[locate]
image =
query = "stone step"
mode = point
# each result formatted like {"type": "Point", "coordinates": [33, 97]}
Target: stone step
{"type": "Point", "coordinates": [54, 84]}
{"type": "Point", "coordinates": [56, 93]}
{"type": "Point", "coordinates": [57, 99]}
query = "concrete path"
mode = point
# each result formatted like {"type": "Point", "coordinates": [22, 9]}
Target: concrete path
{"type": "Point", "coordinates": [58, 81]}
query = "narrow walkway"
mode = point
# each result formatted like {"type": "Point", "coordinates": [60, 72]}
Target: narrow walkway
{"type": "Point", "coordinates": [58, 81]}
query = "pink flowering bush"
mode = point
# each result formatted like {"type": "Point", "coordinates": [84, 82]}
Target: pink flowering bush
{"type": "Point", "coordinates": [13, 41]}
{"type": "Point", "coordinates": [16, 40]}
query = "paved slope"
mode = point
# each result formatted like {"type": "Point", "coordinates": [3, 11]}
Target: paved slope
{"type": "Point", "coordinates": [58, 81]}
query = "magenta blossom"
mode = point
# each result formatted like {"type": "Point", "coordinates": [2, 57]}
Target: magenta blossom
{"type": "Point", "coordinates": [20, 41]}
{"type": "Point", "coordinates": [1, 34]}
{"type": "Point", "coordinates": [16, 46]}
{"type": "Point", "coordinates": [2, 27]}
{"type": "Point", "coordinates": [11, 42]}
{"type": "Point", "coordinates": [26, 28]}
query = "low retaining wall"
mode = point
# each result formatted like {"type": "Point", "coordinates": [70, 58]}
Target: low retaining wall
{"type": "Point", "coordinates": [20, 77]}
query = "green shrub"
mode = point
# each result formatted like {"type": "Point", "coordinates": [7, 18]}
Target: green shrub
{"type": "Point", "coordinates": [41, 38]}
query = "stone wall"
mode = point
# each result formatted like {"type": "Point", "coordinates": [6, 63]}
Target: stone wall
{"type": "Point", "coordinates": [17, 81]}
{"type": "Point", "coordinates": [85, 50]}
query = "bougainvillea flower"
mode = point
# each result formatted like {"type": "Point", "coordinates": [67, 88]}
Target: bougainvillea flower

[What you should do]:
Please retype the data, matching it exactly.

[Solution to this problem]:
[locate]
image =
query = "stone step"
mode = point
# each result formatted like {"type": "Point", "coordinates": [33, 97]}
Target: stone step
{"type": "Point", "coordinates": [54, 84]}
{"type": "Point", "coordinates": [56, 93]}
{"type": "Point", "coordinates": [57, 99]}
query = "concrete path"
mode = point
# each result formatted like {"type": "Point", "coordinates": [22, 9]}
Target: concrete path
{"type": "Point", "coordinates": [58, 81]}
query = "narrow walkway"
mode = point
# each result formatted like {"type": "Point", "coordinates": [60, 72]}
Target: narrow walkway
{"type": "Point", "coordinates": [58, 81]}
query = "pink flowering bush"
mode = point
# each result formatted like {"type": "Point", "coordinates": [84, 82]}
Target: pink flowering bush
{"type": "Point", "coordinates": [13, 41]}
{"type": "Point", "coordinates": [16, 40]}
query = "paved slope"
mode = point
# each result formatted like {"type": "Point", "coordinates": [3, 11]}
Target: paved slope
{"type": "Point", "coordinates": [58, 81]}
query = "magenta blossom"
mode = point
# each result formatted like {"type": "Point", "coordinates": [2, 57]}
Target: magenta blossom
{"type": "Point", "coordinates": [20, 41]}
{"type": "Point", "coordinates": [1, 34]}
{"type": "Point", "coordinates": [16, 46]}
{"type": "Point", "coordinates": [2, 27]}
{"type": "Point", "coordinates": [11, 42]}
{"type": "Point", "coordinates": [26, 28]}
query = "low retaining wall"
mode = point
# each result formatted like {"type": "Point", "coordinates": [70, 58]}
Target: low retaining wall
{"type": "Point", "coordinates": [20, 77]}
query = "green shrub"
mode = point
# each result formatted like {"type": "Point", "coordinates": [7, 18]}
Target: green shrub
{"type": "Point", "coordinates": [41, 38]}
query = "stone wall"
mode = point
# each result formatted like {"type": "Point", "coordinates": [6, 63]}
Target: stone wall
{"type": "Point", "coordinates": [17, 81]}
{"type": "Point", "coordinates": [85, 50]}
query = "bougainvillea flower"
mode = point
# each result formatted like {"type": "Point", "coordinates": [67, 88]}
Target: bougainvillea flower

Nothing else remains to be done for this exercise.